— Begin ARTICLE —

The laptop is a Mac and I’m usually working on Debian on my desktop, so there are changes to my workflows and I need to understand how the different tools work. I want to be sure that when we’re allowed to go outside again, I won’t immediately end up stuck and find that I have to go home again.

For a lot of this morning I was working on documentation. For this I’ve used org-mode and compared to writing Markdown in vim (as I’m doing now for this blog post) it’s a vastly superior way to produce lots of detailed technical text.

Some of the documentation is talking about how we use CloudFormation in Tor Metrics. Just after lunch I went to try some of these things out and found I didn’t have the AWS CLI installed. Installing it was fairly simple though and now it’s installed and I’ve got the access keys.

Shortly after this, I found that some of the files didn’t quite look right. I’d been working on them on my desktop and hadn’t pushed the new commits so I was looking at an old view. This one I would have had to have gone home for and I had to unplug the monitor, keyboard and mouse and stick them back in the desktop to push those changes, then straight back to the laptop.

Looking at our Ansible scripts, I was consolidating the “system” setup from a number of services into a single “metrics-common” role. We typically deploy our services on hosts that are managed by the Tor sysadmin team. They manage user accounts, system packages, backups and hardware monitoring so we can focus on the services. For development though we use AWS and we need to recreate the environment that they will give us, and that’s what “metrics-common” is for.

— End ARTICLE —

• **REQUEST A**
Pull out every line in the entries below that contains the word "blue", and copy each one in full.
• **REQUEST B**
Write what comes next in the blog post above about moving work from a desktop to a laptop, picking up after its final sentence.

— Begin RECORDS SUPPLIED —

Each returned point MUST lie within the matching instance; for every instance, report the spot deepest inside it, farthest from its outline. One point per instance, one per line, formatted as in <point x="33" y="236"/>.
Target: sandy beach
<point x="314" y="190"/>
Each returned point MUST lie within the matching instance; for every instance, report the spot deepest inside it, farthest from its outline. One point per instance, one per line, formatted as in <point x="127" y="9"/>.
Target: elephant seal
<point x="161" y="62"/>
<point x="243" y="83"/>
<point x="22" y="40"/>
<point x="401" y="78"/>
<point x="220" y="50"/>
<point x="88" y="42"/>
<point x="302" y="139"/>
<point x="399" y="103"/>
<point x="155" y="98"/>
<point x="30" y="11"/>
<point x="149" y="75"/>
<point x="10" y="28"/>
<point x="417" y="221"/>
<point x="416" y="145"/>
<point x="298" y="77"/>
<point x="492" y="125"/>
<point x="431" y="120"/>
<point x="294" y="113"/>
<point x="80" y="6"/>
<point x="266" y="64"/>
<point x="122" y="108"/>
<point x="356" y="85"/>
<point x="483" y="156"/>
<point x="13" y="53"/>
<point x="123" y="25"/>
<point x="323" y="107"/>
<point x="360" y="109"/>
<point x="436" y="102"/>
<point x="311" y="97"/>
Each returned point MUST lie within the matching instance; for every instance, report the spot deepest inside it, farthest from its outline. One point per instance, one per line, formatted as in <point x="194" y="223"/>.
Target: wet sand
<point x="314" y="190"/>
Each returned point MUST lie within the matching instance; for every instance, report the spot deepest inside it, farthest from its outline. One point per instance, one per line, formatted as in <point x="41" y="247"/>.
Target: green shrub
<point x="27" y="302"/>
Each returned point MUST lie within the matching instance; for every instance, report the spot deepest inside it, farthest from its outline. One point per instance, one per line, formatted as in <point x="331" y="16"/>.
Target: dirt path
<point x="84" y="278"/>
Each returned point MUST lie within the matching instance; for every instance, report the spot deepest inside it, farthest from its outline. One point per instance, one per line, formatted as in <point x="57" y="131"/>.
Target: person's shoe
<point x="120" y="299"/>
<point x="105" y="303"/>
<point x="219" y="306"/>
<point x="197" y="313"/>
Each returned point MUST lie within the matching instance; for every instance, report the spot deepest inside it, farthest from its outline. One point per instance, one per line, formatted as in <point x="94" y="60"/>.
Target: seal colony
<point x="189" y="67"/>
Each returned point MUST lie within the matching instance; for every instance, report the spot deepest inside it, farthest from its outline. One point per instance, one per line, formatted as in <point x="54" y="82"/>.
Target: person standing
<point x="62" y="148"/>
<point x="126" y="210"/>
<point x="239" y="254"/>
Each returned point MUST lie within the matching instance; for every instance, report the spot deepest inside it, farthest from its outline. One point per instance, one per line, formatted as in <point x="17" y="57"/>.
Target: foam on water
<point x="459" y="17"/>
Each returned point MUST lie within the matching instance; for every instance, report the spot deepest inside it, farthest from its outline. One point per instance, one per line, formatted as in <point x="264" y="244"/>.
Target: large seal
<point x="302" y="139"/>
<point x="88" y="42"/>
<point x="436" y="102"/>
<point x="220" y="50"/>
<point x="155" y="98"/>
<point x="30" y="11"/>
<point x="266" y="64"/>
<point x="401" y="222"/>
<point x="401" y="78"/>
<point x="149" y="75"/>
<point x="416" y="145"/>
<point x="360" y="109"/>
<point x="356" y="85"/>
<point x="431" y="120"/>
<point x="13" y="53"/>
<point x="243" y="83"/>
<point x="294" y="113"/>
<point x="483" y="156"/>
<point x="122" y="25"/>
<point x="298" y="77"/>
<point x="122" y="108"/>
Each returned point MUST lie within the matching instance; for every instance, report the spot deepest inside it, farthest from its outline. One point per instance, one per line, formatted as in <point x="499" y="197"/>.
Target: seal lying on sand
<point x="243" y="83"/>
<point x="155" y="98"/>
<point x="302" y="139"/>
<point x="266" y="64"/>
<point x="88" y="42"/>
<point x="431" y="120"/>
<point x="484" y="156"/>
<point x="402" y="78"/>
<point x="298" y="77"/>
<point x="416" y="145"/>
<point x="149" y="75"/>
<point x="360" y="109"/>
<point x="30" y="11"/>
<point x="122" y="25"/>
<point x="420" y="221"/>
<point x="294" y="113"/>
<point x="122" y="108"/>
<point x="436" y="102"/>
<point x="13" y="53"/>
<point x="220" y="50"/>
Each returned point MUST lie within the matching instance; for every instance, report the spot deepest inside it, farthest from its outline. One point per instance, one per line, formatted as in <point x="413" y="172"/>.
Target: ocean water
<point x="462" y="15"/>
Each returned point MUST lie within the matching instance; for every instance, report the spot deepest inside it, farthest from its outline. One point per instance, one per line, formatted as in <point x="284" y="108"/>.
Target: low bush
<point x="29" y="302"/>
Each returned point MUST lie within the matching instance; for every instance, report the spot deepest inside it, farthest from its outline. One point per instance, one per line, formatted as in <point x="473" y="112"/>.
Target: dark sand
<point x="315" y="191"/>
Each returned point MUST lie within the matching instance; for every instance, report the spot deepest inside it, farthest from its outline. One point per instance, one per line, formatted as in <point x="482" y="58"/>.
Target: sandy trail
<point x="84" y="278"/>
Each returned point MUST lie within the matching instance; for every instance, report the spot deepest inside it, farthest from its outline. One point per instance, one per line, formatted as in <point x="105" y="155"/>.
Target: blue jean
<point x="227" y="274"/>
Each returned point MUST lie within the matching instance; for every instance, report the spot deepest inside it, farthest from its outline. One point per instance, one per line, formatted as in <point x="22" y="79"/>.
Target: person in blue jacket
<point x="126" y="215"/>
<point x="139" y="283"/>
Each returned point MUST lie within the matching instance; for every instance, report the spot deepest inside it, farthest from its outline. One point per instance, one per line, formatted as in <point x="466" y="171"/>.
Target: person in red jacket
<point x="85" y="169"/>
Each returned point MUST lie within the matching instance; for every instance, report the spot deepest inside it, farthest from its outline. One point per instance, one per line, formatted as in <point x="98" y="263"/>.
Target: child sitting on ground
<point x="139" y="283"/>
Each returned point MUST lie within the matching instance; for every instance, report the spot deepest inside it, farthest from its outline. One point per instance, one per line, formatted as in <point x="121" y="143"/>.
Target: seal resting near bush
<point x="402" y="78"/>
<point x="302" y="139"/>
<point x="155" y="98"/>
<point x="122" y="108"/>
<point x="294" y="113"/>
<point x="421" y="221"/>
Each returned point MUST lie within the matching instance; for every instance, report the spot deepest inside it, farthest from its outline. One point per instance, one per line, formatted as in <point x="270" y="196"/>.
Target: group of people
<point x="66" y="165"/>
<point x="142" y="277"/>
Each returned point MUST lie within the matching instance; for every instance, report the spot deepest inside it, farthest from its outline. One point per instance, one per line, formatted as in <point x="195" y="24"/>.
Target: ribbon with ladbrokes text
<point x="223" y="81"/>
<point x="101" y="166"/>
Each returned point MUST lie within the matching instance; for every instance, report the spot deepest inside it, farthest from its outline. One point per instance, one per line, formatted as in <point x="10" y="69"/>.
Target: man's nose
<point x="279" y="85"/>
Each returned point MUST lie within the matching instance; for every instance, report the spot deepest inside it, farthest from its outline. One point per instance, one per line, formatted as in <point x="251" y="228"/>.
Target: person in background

— End RECORDS SUPPLIED —

• **TASK ANSWER A**
Target: blue jean
Target: person in blue jacket

• **TASK ANSWER B**
I learned about a new thing today, blocks. Blocks allow you to apply directives to a whole bunch of things at a time. Our “metrics-common” role needs to run as root, but then the rest of our stuff never runs as root because we assume we won’t have root access. Using a block we can do:

tasks:
- name: do the setup
  block:
  - name: step one
    ...
  - name: step two
    ...
  become: yes

The become: applies then to all of the tasks in the block without having to specify it every time.

Going back to the title, continue as normal, being on the laptop for the vast majority of the day meant I was disconnected from distractions like e-mail and IRC and so I completely missed all of the conversations going on about the state of the world.

It’s good to be informed and to understand the latest advice you need to follow, but also sometimes it’s good to just ignore everything and dig into some YAML-based domain-specific languages to orchestrate some systems.